Task brief. Copy out everything from the line containing "of the white" down to the end of the items, unchanged.

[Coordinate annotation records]
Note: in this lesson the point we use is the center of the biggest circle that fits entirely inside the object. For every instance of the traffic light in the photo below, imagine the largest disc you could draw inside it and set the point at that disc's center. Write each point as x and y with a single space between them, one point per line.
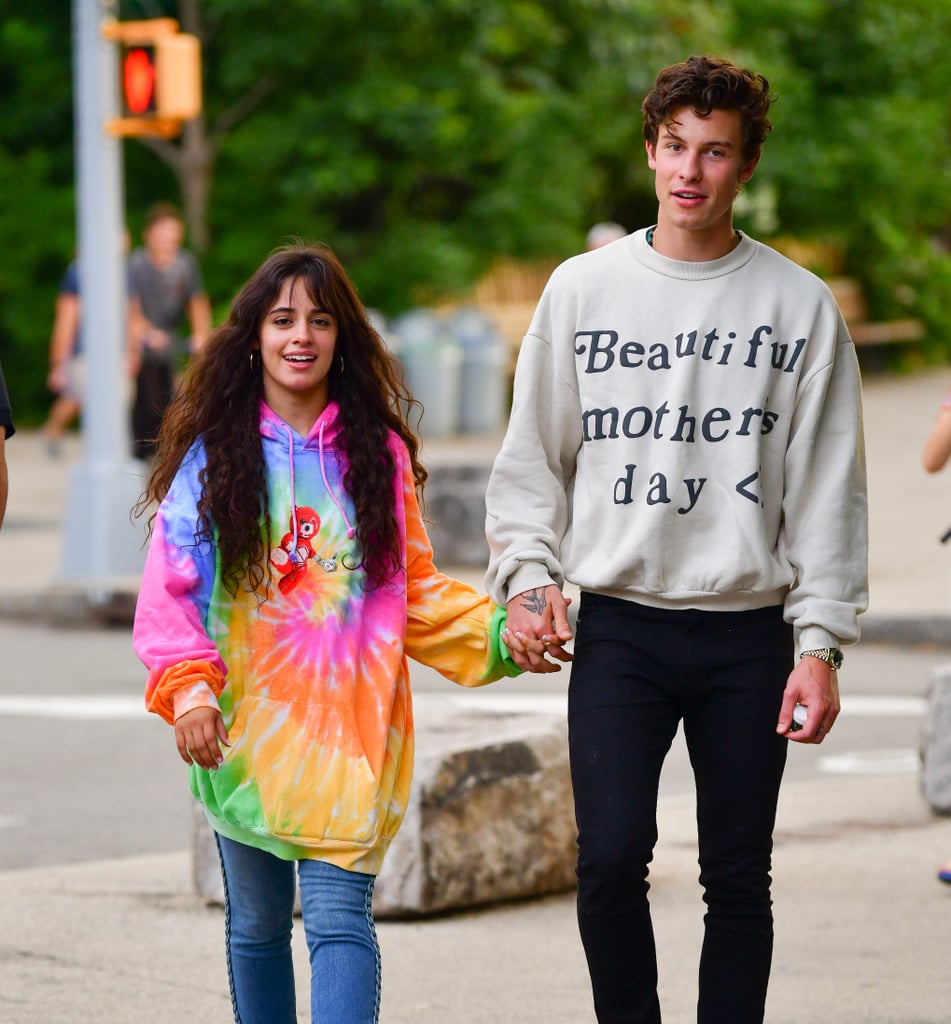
160 77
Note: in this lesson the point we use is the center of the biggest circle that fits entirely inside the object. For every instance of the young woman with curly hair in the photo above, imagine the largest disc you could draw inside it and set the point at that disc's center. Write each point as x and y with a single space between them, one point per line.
289 578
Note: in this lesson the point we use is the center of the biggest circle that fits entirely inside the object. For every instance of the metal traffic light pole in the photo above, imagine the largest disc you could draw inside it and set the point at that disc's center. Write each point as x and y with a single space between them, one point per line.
101 544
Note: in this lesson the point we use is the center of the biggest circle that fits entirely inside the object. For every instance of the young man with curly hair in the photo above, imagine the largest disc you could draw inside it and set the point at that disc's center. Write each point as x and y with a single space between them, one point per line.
686 448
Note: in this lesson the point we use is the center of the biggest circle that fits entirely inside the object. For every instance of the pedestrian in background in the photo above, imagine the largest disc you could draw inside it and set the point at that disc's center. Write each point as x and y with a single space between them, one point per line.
686 446
6 430
165 285
935 458
289 577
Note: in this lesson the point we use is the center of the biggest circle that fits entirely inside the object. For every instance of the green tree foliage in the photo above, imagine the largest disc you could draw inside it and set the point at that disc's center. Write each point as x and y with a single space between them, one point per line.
426 139
862 152
36 181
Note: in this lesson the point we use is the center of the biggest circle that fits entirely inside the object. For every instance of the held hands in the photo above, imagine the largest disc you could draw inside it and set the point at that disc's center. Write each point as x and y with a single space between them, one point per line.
536 625
198 734
813 684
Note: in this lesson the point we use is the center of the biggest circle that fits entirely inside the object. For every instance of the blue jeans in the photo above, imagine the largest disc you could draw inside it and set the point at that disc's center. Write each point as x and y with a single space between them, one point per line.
638 673
259 891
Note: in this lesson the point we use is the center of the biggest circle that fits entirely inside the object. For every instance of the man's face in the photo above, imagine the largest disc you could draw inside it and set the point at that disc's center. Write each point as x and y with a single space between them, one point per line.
163 239
698 164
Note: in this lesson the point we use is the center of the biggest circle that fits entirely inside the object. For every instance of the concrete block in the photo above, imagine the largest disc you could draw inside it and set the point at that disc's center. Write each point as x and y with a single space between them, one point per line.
490 818
936 742
456 512
491 815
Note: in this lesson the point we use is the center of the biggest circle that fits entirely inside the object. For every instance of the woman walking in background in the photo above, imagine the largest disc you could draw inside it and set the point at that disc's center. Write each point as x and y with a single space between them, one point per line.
289 577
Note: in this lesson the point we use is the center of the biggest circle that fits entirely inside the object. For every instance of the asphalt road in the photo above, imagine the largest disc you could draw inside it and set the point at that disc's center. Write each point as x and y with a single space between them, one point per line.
86 774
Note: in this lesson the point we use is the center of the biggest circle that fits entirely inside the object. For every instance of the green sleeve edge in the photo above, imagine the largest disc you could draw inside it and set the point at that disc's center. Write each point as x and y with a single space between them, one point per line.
501 662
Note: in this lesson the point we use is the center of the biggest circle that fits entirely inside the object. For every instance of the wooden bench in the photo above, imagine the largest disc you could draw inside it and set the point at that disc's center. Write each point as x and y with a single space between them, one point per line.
849 295
509 294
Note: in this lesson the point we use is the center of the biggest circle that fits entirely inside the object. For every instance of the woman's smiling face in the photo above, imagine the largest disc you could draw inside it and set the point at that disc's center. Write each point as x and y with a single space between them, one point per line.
297 342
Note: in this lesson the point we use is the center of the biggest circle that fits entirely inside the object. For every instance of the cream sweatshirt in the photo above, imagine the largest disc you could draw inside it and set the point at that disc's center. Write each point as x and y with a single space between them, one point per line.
687 435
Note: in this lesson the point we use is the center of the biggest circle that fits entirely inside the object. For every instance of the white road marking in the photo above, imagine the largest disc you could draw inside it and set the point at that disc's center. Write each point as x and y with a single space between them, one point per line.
101 706
880 762
104 706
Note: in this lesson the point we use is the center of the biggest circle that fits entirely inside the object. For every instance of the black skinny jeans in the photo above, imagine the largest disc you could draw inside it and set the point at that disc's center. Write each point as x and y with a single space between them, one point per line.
638 672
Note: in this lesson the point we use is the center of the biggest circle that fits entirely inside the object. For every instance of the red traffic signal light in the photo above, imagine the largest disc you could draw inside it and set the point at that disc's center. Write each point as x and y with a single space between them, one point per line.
138 81
160 77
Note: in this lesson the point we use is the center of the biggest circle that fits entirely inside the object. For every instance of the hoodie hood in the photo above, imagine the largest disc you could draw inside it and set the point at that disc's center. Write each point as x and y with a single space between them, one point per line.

Solution to the exercise.
Note: in this lesson the point we use is the center of the biggest circle that fits entirely inside the object. For every instance of the white road marking in the photo above, imagine the largest disc you could draw inside it and set the point at that disc's center. Write each point as x and y with a single space between them, one point per line.
101 706
880 762
104 706
Note: in this lesson the point we use is the center of the biggest circle that fits entirely inside the object. For every instance of the black skinny jeans in the photo above, imagine the largest disc you could draw inside it and set the point at that disc's center. Write each point as x and y with a single space between them, one point per line.
638 672
Note: in this lesson the point we use is the center of the biggest circle that fits entirely inside the object. For every instance of the red traffic signal light in the photo above, imagine the largest disc you could draw inside it and set the point at that disc's center. Write each point as x and y with a single space between them, one point per line.
138 81
160 77
Note: in this lesson the point we use is the center of the biggest circle that fits entirely inside the object. For every instance of the hoodie hood in the photo above, imagine the largest disc you could draw inside it and set the point at that disc's center. Write each point as x and y with a single space between them, one point per line.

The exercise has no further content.